> _DATA RECORDS_
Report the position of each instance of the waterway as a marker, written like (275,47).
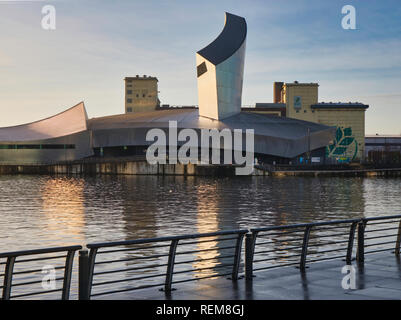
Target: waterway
(46,211)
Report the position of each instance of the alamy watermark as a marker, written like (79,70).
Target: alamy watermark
(188,150)
(49,278)
(349,20)
(349,280)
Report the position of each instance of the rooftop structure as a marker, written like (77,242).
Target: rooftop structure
(220,69)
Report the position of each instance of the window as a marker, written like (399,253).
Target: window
(201,69)
(37,146)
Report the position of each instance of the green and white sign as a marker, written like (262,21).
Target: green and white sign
(297,102)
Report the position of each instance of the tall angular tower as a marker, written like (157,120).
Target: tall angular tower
(220,70)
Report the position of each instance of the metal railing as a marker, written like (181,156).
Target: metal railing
(213,251)
(294,245)
(13,261)
(124,266)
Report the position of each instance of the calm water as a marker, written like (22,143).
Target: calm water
(43,211)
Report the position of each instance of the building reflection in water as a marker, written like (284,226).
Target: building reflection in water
(211,217)
(63,213)
(311,200)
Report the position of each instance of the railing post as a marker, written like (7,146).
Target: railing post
(237,256)
(92,258)
(8,278)
(250,240)
(351,239)
(304,253)
(67,275)
(360,257)
(83,286)
(398,244)
(170,265)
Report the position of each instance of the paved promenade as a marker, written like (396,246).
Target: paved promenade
(379,279)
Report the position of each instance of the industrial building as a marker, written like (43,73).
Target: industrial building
(300,101)
(383,148)
(141,94)
(72,136)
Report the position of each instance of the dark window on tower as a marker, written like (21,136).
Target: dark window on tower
(201,69)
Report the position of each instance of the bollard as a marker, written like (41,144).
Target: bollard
(360,257)
(249,248)
(83,263)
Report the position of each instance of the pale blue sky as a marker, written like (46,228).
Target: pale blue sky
(97,43)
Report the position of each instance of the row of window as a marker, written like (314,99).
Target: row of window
(137,95)
(37,146)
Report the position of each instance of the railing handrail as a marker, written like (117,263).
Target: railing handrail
(302,225)
(39,251)
(322,223)
(162,239)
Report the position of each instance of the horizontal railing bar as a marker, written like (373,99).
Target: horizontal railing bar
(331,250)
(276,258)
(128,279)
(162,239)
(303,225)
(379,250)
(333,227)
(35,270)
(325,258)
(278,240)
(200,278)
(379,237)
(205,250)
(39,251)
(131,259)
(281,249)
(130,269)
(201,260)
(125,290)
(383,222)
(328,235)
(382,218)
(35,293)
(206,268)
(31,282)
(134,249)
(203,241)
(385,229)
(378,243)
(40,259)
(277,266)
(326,243)
(264,235)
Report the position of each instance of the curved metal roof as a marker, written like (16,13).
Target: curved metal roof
(65,123)
(279,136)
(228,42)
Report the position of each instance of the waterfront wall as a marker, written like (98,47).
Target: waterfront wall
(124,167)
(144,168)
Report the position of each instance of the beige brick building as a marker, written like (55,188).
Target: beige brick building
(301,100)
(141,94)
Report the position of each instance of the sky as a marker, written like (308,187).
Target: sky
(97,43)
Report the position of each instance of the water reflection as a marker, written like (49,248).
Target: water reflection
(63,212)
(45,211)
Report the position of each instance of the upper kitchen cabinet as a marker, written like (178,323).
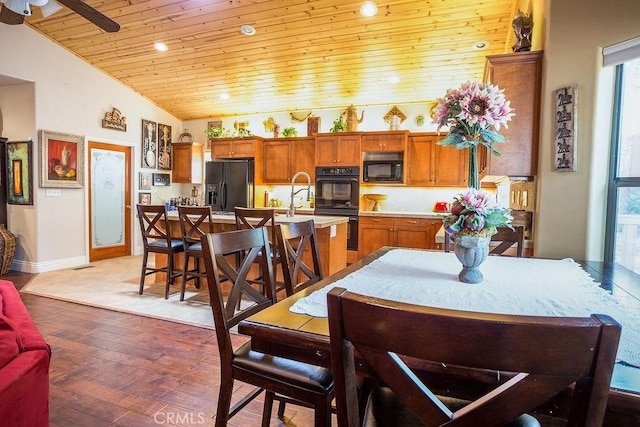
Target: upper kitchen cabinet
(520,75)
(283,157)
(188,162)
(435,165)
(384,141)
(337,149)
(233,148)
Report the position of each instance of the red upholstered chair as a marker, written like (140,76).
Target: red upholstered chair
(532,359)
(24,364)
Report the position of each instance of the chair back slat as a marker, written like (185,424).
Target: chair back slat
(295,241)
(195,221)
(255,218)
(241,300)
(391,338)
(153,222)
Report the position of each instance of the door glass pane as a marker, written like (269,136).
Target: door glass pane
(627,251)
(107,200)
(629,158)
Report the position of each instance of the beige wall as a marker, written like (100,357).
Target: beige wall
(66,95)
(570,220)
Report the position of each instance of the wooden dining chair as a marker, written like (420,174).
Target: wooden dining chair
(157,239)
(295,241)
(254,218)
(195,221)
(506,236)
(532,360)
(282,379)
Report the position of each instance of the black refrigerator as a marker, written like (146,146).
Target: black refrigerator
(230,183)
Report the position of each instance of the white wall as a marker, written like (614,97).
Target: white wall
(571,205)
(69,96)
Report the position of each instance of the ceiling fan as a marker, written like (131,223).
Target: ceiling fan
(14,11)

> _PROBLEM_
Rewrite all of the data above, replacing "as a marker" with "as a point" wherever it appears and keeping everything else unchanged. Leave the pictures out of your answer.

> _REPLY TO THE EXERCISE_
Report the position of each instance of the waterway as a point, written like (275,47).
Target: waterway
(46,211)
Report the position of each instance of the alamy watermark as a point, written like (79,70).
Target: alamy watermark
(188,150)
(49,278)
(349,20)
(349,280)
Report the position of each instance of the rooftop structure as a point, written like (77,242).
Target: rooftop structure
(220,69)
Report the position of each instance of the window as a point, written like (399,253).
Target: window
(201,69)
(37,146)
Report the position of each instance of the green and white sign as a point, written like (262,21).
Target: green and white sign
(297,102)
Report the position of each instance of the tall angular tower as a point, written like (157,120).
Target: tall angular tower
(220,70)
Report the position of each instance of the metal railing as a point, written like (181,156).
Target: metal railing
(213,251)
(294,245)
(13,261)
(124,266)
Report the position of each instance of the calm water as a point, written like (22,143).
Target: calm water
(43,211)
Report the position of each instance of the building reflection in water as a point, written like (284,226).
Target: building reflection in water
(211,217)
(63,213)
(311,200)
Report the position of each instance of the railing post as a point, written like (7,146).
Target: railing post
(237,256)
(92,258)
(8,278)
(250,240)
(351,239)
(304,253)
(67,275)
(360,257)
(83,286)
(398,244)
(170,265)
Report the position of each instance of the paved promenade as a point, written like (396,246).
Target: paved promenade
(379,279)
Report the position of each instance of the industrial building as a point, written like (43,73).
Target: industrial building
(300,101)
(383,148)
(141,94)
(72,136)
Report the position of each instance of the dark window on tower as a point, written like (21,136).
Target: dark window on tower
(201,69)
Report the position of each instance of the bollard as a point, written like (41,144).
Target: bollard
(360,257)
(249,248)
(83,263)
Report the position of each instance of the pale blue sky as a point, written like (46,228).
Target: pale blue sky
(97,43)
Report the position of each instance of the row of window as a point, written like (314,99).
Target: row of window
(137,95)
(37,146)
Report the position of each instance of the railing handrail as a point, written like (117,263).
Target: railing handrail
(302,225)
(39,251)
(322,223)
(162,239)
Report the position of each instance of the horizontal railing bar as a point, written like (373,99).
Target: horizontal railing bar
(331,250)
(276,258)
(128,279)
(162,239)
(303,225)
(379,250)
(333,227)
(35,270)
(325,258)
(278,240)
(200,278)
(379,237)
(205,250)
(39,251)
(131,259)
(281,249)
(130,269)
(201,260)
(125,290)
(383,222)
(328,235)
(382,218)
(35,293)
(206,268)
(31,282)
(134,249)
(203,241)
(385,229)
(378,243)
(40,259)
(277,266)
(326,243)
(264,235)
Report the position of each instance of the curved metal roof as a point, written like (16,13).
Target: curved metal roof
(65,123)
(279,136)
(228,42)
Report the position of each instance of the waterfront wall as a point, written like (98,47).
Target: waterfront wall
(124,167)
(144,168)
Report the position of each instance of the beige brick building as a point, written like (55,188).
Target: beige brick building
(301,100)
(141,94)
Report the position of each instance of the sky as a point, written like (308,187).
Target: sky
(97,43)
Report the position of each instance of the water reflection as a point, written like (49,248).
Target: water reflection
(63,212)
(45,211)
Report the position of each instance of the upper kitchen cabinet as a point, written like (178,323).
Target: upper kitchen cabinet
(520,75)
(283,157)
(188,162)
(435,165)
(384,141)
(337,149)
(233,148)
Report the position of each instance of the red upholstered chair as a point, written like (140,76).
Target: red upholstered chair
(532,359)
(24,364)
Report the position of each instance of the chair back slat as a point, written like (185,424).
Target: chair back slat
(295,241)
(195,221)
(255,218)
(241,300)
(391,338)
(153,222)
Report the position of each instance of the door glass pane as a point, written like (269,136).
Target: door glass pane
(627,251)
(107,200)
(629,158)
Report the position of each instance of the beige wall as a point, written like (100,357).
Target: beige wall
(66,95)
(570,220)
Report the position of each instance of the wooden dining chair as a point, written like (420,174).
Target: wooden dining chair
(157,239)
(295,241)
(254,218)
(195,221)
(506,236)
(532,360)
(282,379)
Report the position of each instance of the black refrigerator as a point, written like (146,146).
Target: black refrigerator
(230,183)
Report the position of each instance of the white wall as a point, written like (614,97).
Target: white wall
(571,205)
(69,96)
Report the position of each instance of the ceiling fan as a point, written like (131,223).
Target: ceiling fan
(14,11)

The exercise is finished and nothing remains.